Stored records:

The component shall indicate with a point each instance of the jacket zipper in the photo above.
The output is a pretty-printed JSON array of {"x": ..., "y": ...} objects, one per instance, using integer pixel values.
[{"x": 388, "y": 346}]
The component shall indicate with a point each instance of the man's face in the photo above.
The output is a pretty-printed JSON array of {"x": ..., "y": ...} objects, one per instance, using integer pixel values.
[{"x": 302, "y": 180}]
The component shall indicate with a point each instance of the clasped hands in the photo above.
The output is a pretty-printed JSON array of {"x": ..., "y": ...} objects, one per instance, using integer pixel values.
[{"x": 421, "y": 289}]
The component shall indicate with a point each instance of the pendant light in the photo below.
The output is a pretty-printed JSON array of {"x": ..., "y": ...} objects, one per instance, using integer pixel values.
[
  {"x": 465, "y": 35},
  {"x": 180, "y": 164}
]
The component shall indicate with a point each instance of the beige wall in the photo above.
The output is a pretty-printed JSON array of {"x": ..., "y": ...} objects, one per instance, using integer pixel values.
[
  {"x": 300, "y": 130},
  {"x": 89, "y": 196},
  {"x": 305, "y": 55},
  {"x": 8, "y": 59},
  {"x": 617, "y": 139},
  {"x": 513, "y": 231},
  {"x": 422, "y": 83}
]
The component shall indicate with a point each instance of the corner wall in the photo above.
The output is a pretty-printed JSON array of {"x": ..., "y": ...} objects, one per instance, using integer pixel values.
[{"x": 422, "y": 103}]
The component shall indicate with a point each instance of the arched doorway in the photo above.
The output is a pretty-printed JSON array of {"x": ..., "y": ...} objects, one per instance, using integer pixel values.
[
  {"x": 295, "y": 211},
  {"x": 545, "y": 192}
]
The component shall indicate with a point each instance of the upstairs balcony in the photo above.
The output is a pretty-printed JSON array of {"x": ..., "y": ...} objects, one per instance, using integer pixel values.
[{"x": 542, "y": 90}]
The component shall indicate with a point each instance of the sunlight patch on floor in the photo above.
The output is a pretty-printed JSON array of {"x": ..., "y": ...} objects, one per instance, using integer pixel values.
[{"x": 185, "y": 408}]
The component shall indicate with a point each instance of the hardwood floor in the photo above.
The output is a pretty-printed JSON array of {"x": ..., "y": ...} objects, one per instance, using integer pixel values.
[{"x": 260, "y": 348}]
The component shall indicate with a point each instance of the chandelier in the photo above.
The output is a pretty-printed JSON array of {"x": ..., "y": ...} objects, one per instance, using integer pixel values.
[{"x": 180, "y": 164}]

**YOUR INSTRUCTIONS**
Would you please repeat exactly the lines above, starting at the line with "hands in the photo above." and stopping at the line with "on floor in the photo above.", both included?

**SOLUTION FOR THIS TASK**
The component shall indicate with a point each instance of the clasped hands in the photo above.
The output is a pretty-printed JSON array of {"x": ..., "y": ...} objects, one per instance, using integer pixel values.
[{"x": 421, "y": 289}]
The component shall indicate with a point each instance of the pendant light in the photo below.
The output is a pretty-printed JSON array of {"x": ..., "y": ...} objects, one per instance, using integer pixel values.
[
  {"x": 465, "y": 35},
  {"x": 180, "y": 164}
]
The component shall indicate with a point each instance of the beige wall in the photo above.
The output is a pretty-printed JSON array of {"x": ..., "y": ...} objects, one per instance, using integer pixel values.
[
  {"x": 300, "y": 130},
  {"x": 89, "y": 196},
  {"x": 305, "y": 55},
  {"x": 8, "y": 59},
  {"x": 617, "y": 139},
  {"x": 513, "y": 231},
  {"x": 422, "y": 83}
]
The component shall indicate with a point each instance of the corner wall in the photo above.
The output is a pretty-printed JSON array of {"x": ..., "y": ...} objects, one per instance, using integer pixel values.
[{"x": 422, "y": 103}]
The component shall indicate with a point each instance of the arched doorway in the photo above.
The output is a pretty-printed JSON array of {"x": ..., "y": ...} objects, one per instance, using integer pixel values.
[
  {"x": 295, "y": 211},
  {"x": 545, "y": 192}
]
The component shall indicate with a point each instance of the upstairs balcony in the photo above.
The output is a pretty-printed JSON array of {"x": ..., "y": ...} objects, one per instance, using integer pixel values.
[{"x": 542, "y": 90}]
The component shall indicate with a point each instance of the sunlight patch on floor in the photo above.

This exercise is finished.